▸ **GIVEN INSTRUCTION**: Retype each of the rows below word for word, and omit the pictures from your copy.

▸ **DATA RECORDS**:
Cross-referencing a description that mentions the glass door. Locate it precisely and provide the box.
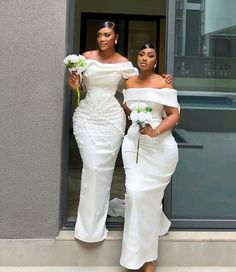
[165,0,236,229]
[63,13,165,228]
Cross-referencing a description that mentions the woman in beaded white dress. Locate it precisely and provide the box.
[69,22,138,242]
[120,44,179,272]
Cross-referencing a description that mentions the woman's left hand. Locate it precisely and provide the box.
[139,124,159,138]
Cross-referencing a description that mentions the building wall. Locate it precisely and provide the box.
[0,0,165,238]
[0,0,66,238]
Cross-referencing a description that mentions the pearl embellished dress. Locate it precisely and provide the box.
[73,59,138,242]
[120,88,179,269]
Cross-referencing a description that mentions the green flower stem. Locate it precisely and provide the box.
[76,86,80,106]
[136,134,140,163]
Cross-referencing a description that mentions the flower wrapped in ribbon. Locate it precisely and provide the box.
[64,54,87,105]
[129,103,152,163]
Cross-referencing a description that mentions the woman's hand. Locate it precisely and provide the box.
[68,73,80,91]
[139,124,160,138]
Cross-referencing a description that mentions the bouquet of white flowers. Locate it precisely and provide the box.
[129,103,152,163]
[64,54,87,105]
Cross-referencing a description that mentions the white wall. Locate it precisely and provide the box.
[0,0,66,238]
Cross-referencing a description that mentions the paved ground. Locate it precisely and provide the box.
[0,266,236,272]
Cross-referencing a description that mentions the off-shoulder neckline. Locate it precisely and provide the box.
[86,59,132,65]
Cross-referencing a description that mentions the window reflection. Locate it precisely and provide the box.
[174,0,236,92]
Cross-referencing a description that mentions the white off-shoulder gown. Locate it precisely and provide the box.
[73,60,138,242]
[120,88,179,269]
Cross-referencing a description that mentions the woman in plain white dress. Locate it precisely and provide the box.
[69,22,138,242]
[120,44,179,272]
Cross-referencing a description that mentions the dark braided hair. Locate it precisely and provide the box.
[98,21,118,34]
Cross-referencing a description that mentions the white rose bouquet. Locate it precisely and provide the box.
[64,54,87,105]
[129,103,152,163]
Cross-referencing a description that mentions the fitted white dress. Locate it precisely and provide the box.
[120,88,179,269]
[73,59,138,242]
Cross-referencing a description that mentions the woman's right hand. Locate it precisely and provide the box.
[68,72,80,91]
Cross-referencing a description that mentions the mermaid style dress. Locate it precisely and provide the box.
[120,88,179,269]
[73,59,138,242]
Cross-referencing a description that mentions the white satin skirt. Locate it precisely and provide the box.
[120,126,178,269]
[73,97,126,242]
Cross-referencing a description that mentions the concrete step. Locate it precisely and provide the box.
[0,266,236,272]
[0,231,236,266]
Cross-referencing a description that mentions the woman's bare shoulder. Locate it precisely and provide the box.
[82,50,97,59]
[125,76,138,89]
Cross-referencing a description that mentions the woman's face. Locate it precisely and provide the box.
[137,48,157,70]
[97,27,118,51]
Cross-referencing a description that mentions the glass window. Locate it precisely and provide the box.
[171,0,236,228]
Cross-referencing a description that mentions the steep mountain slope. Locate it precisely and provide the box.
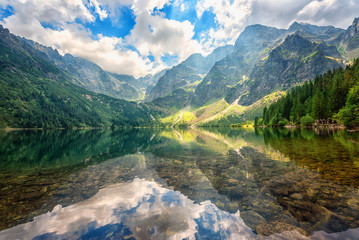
[332,18,359,59]
[0,27,159,128]
[288,22,345,42]
[239,34,342,105]
[192,25,286,106]
[191,23,343,106]
[24,39,159,100]
[146,45,233,101]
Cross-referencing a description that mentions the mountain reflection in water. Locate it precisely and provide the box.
[0,129,359,239]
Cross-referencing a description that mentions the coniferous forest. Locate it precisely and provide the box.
[262,59,359,127]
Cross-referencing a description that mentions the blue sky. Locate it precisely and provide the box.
[0,0,359,77]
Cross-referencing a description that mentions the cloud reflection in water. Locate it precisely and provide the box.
[0,178,256,239]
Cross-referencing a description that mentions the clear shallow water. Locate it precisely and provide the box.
[0,129,359,239]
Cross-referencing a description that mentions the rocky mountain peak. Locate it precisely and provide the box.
[349,18,359,36]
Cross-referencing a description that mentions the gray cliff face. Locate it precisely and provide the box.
[25,40,156,100]
[191,21,350,106]
[146,45,233,101]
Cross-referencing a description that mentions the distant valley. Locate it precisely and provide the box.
[0,18,359,128]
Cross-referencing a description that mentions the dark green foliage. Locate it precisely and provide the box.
[0,25,162,128]
[338,85,359,127]
[263,60,359,127]
[300,114,314,126]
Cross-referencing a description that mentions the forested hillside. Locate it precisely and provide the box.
[0,27,160,128]
[257,59,359,127]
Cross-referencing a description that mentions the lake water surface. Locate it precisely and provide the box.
[0,128,359,239]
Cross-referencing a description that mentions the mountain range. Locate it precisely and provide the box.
[0,18,359,128]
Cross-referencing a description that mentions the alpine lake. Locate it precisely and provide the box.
[0,128,359,240]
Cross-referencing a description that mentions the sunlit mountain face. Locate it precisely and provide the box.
[0,0,359,78]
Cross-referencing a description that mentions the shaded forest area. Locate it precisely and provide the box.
[262,59,359,128]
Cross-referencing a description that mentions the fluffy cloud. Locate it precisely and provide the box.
[127,12,201,61]
[0,0,169,77]
[196,0,253,46]
[248,0,359,28]
[0,0,359,77]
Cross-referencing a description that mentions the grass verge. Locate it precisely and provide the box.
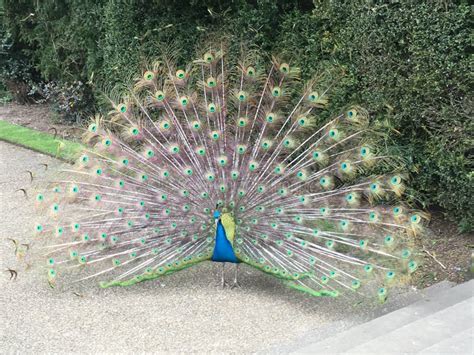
[0,120,84,162]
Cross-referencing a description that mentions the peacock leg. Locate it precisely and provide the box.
[221,263,226,288]
[230,264,242,288]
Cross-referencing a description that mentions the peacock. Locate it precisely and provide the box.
[34,43,427,301]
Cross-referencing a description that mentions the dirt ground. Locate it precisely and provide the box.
[0,103,474,288]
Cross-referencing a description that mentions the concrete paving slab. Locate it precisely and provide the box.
[0,142,466,353]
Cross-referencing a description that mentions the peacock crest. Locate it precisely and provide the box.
[35,45,426,300]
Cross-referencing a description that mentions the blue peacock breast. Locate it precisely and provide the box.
[211,213,240,263]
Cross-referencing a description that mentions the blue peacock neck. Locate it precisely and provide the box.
[211,211,240,263]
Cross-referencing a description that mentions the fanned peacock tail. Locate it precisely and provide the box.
[31,45,425,299]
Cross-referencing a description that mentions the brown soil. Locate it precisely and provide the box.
[0,103,84,141]
[0,103,474,288]
[415,212,474,288]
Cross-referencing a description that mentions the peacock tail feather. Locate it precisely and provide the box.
[31,44,426,300]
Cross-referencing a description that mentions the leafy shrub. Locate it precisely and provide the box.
[41,81,93,123]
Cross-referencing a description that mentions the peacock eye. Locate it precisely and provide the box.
[280,63,290,74]
[155,90,165,101]
[203,52,214,63]
[176,69,186,79]
[308,91,319,102]
[143,71,155,81]
[117,104,127,113]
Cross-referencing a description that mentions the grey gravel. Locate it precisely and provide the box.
[0,142,436,353]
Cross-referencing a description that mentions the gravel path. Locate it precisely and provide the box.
[0,142,428,353]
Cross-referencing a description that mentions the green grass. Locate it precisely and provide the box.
[0,120,84,162]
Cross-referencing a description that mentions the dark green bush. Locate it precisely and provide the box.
[1,0,474,230]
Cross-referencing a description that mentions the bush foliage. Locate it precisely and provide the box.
[0,0,474,230]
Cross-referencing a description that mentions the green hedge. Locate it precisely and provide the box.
[0,0,474,230]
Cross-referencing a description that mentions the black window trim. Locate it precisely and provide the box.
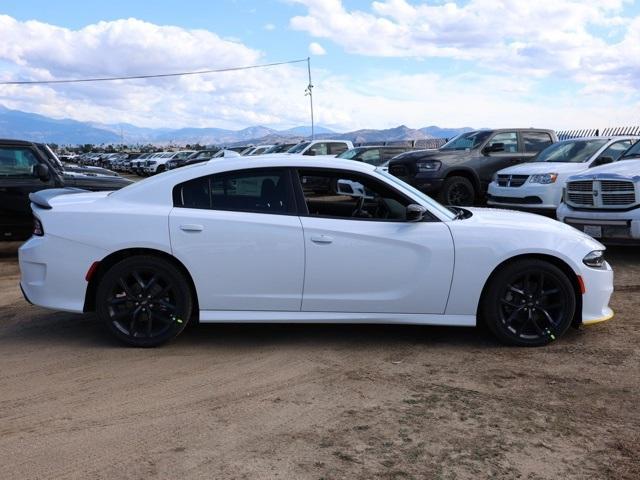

▸ **TASK OUTPUT**:
Cross-referencing a description that mentions the glass door. Locate it precisely and provide the box.
[165,0,236,229]
[63,13,165,228]
Cross-referencing a description that mentions the woman in beaded white dress. Locate it precisely and provide the box.
[69,22,138,242]
[120,44,179,272]
Cross-referencing a description that mentions the woman's left hand. Locate it precisely and provide the box.
[139,124,159,138]
Cross-referencing a description that mentions the building wall. Locate it precisely and provide the box.
[0,0,165,238]
[0,0,66,238]
Cross-referencing a description that mentions the pearl embellished dress. Locate it precisely and provide the box.
[73,59,138,242]
[120,88,179,269]
Cross-referencing a description that mentions the green flower stem. Locate it precisely and provide the box.
[76,86,80,106]
[136,134,140,163]
Cross-referencing a description that mentions the flower wrapped in ribbon. Locate it precisely and provide the box.
[64,54,87,105]
[129,103,152,163]
Cross-referencing a description that mentions the woman's hand. Locate it precisely and provide the box.
[68,73,80,91]
[139,124,160,138]
Cross-referencing a description that mentions the bouquet of white flowers. Locate it precisely and provide the box.
[129,103,152,163]
[64,54,87,105]
Cross-referencing a description that mentions the white wall. Locate it precisely and provide the box.
[0,0,66,238]
Cross-referencing a description that mentions the paved ground. Locate it precisely and provide the box.
[0,266,236,272]
Cross-referencing a description that mentions the off-shoulder neckline. Locate it precisely and provide the box.
[86,59,132,65]
Cross-referencing a description that mentions the window reflection. Locate it precisely and provide the box.
[174,0,236,92]
Cross-referencing a description that mentions the white off-shoulder gown. Locate it precisely and provide the box.
[73,60,138,242]
[120,88,179,269]
Cross-referencing a description that mentions the woman in plain white dress. Locate it precisely and provide the box.
[69,22,138,242]
[120,44,179,272]
Cross-referencing a description that mentions the dark braided hair. Locate it precisely and provide the box.
[98,21,118,34]
Cross-referencing a description that mentions the white rose bouquet. Locate it precisely and provide the box.
[64,54,87,105]
[129,103,152,163]
Cross-referencing a description that mentions the fitted white dress. Locate it precisely and provide the box.
[120,88,179,269]
[73,59,138,242]
Cross-referencing a description that mentions the woman's right hand. Locate it precisely and provide the box.
[68,72,80,91]
Cross-referencing a description that mentions the mermaid style dress. Locate it precisely and provide the box.
[120,88,179,269]
[73,59,138,242]
Cross-referencing a description that mentions the white satin skirt. Locate it precisely and provide the box.
[120,126,178,269]
[73,97,126,242]
Cross-referencing a description that mentions the concrete step. Locate it precisely and provide the box.
[0,266,236,272]
[0,231,236,266]
Cross-referencing a description that mentions the woman's bare shoulder. Locate it precisely and provide the box.
[82,50,97,59]
[125,76,138,89]
Cross-referencing a description that mentions the woman's face. Locate it precisely and provide the box.
[137,48,157,70]
[97,27,118,51]
Cross-referencing a description that mentions the glass window. Locate it precisely and provide the box.
[171,0,236,228]
Cross-referencing a description that mentions the steep mountain slope. Locate it precisely and provide the box.
[332,18,359,59]
[0,27,159,128]
[288,22,345,42]
[239,34,342,105]
[192,25,286,106]
[191,23,343,106]
[24,39,159,100]
[146,45,233,101]
Cross-referencing a description that mentions the mountain reflection in water. Locate it precisely and provide the box.
[0,129,359,239]
Cross-referencing a description that mentions the coniferous forest. Locate it precisely and provide the box.
[262,59,359,127]
Cross-referencing a description that mentions the blue sky. Locate it precisely and provide the box.
[0,0,359,77]
Cross-referencing a description that mentions the cloud reflection in water. Locate it precisely and provide the box.
[0,178,256,239]
Cross-referencing a description that mentions the clear shallow water. Locate it precisely and provide the box.
[0,129,359,239]
Cross-referencing a description that mentions the rocky mountain peak. Locate it precisely and provide the box.
[349,18,359,36]
Cross-referencing a description that mentions the gray cliff face. Locate it precisely and provide the box.
[25,40,156,100]
[191,21,350,106]
[146,45,233,101]
Cross-referencing a description that mentions the distant valley. Locate it precisely and provide the box.
[0,18,359,128]
Cross-referencing a description that mentions the dark green foliage. Locate it precisely and provide the box.
[0,25,162,128]
[338,85,359,127]
[263,60,359,127]
[300,114,314,126]
Cross-referencing a description that mentions the forested hillside. Locate it precisely and provide the box.
[0,27,160,128]
[257,59,359,127]
Cross-referencing a description that mentions the lake water surface. Locate it precisely and provide the box.
[0,128,359,239]
Cross-referencing a description that mentions the mountain range. Locate it precisely and provide the box.
[0,18,359,128]
Cross-referencing a description that mentions the alpine lake. Locate it precisely and provide the box.
[0,128,359,240]
Cross-referencing a description that mentions the sunlit mountain face. Locate it precisely and provide the box.
[0,0,359,78]
Cross-referencing a description that mentions the shaded forest area. Locate it precisely and provide the box.
[262,59,359,128]
Cross-referencing a description that mentions the fluffy cloud. Locate it precisely and provide the box.
[127,12,201,61]
[0,0,169,77]
[196,0,253,46]
[248,0,359,28]
[0,0,359,77]
Cross-referencing a description that mentions the grass verge. Locate it precisely and provide the box.
[0,120,84,162]
Cross-referencing a description that mentions the peacock leg. Locate it precisely and provide the box.
[221,263,226,288]
[230,264,242,288]
Cross-referencing a description that mentions the peacock. Locate it precisely and provide the box.
[34,43,427,301]
Cross-referencing a description that mentions the dirt ground. Locate it precisely and provide the box.
[0,103,474,288]
Cross-referencing a description that mentions the concrete paving slab. Locate it precisely and provide the box.
[0,142,466,353]
Cross-referencing a description that mentions the peacock crest. Locate it precisely and provide the box.
[35,45,426,300]
Cross-referencing a description that mentions the blue peacock breast. Locate it precisely and provide the box.
[211,213,240,263]
Cross-referencing a description that mentions the blue peacock neck. Locate it precisely and provide the box.
[211,211,240,263]
Cross-referencing a description that mentions the fanned peacock tail. Locate it precisely and provide the box.
[31,45,425,299]
Cross-referencing a description that mentions the brown soil. Locate it precisely and provide the box.
[0,103,84,141]
[0,103,474,288]
[415,212,474,288]
Cross-referencing a description that mentions the peacock tail feather. Locate it precisely and provide the box.
[31,44,426,300]
Cross-referencing a description that mentions the leafy shrub. Locate it precisely and provide the box.
[41,81,93,123]
Cross-referencing a description that mentions the peacock eye. Locate it precisely and provide the box.
[280,63,290,74]
[155,90,165,101]
[203,52,214,63]
[176,69,186,79]
[308,91,319,102]
[143,71,155,81]
[117,104,127,113]
Cross-referencing a description that mentions the grey gravel. Locate it precisely and provide the box.
[0,142,436,353]
Cross-referencing a description that mentions the gravel path. Locate it precisely and provide the box.
[0,142,428,353]
Cross-referencing a description that mentions the green grass. Locate it precisely and provide the box.
[0,120,84,162]
Cross-referencing a description that mentions the dark green bush. Locate it precisely and provide the box.
[1,0,474,230]
Cross-referencing a description that mentions the bush foliage. Locate it precisely and provide the box.
[0,0,474,230]
Cross-referencing a description that mentions the green hedge. Locate it precisely and provide the box.
[0,0,474,230]
Cross-referencing a description that mentions the black window trim. Locate it precisely and provide the box.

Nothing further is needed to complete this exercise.